Transcribe the following entries word for word. End with the line where "Where can the silver-gray" appears.

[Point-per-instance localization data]
- - - - - - -
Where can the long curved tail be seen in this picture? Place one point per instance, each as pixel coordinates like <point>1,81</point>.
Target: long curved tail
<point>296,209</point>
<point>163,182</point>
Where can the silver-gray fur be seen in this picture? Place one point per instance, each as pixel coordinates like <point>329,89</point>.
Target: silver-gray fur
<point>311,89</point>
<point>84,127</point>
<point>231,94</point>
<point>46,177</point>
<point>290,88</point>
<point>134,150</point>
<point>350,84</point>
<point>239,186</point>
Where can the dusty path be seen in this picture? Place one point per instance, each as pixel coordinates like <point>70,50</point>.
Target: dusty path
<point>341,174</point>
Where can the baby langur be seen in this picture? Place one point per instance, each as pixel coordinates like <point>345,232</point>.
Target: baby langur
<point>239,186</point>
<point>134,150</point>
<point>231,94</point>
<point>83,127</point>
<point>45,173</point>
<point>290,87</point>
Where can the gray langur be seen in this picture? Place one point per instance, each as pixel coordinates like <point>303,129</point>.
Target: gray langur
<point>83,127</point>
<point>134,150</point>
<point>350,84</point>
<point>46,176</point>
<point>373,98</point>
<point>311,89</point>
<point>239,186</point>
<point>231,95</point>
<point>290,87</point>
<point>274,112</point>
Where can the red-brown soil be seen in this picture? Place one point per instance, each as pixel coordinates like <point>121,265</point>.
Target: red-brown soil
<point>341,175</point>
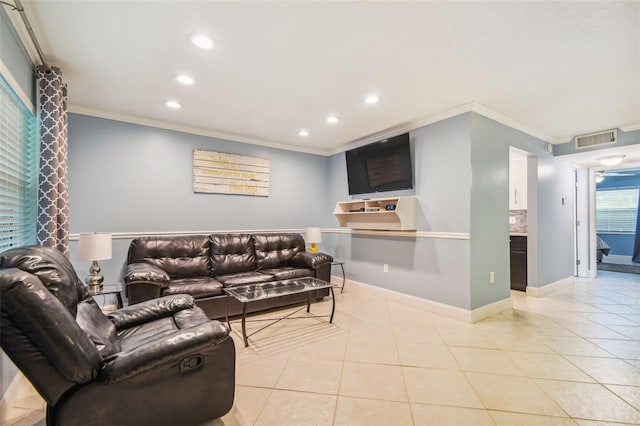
- - - - - - -
COMPLETED EXERCISE:
Where can the long curved tail be seen in this picture? Place one point per instance, each as pixel coordinates like <point>1,81</point>.
Target: long curved tail
<point>296,209</point>
<point>163,182</point>
Where can the silver-gray fur be seen in this picture? Place one point per instance, each as pixel coordinates like <point>329,89</point>.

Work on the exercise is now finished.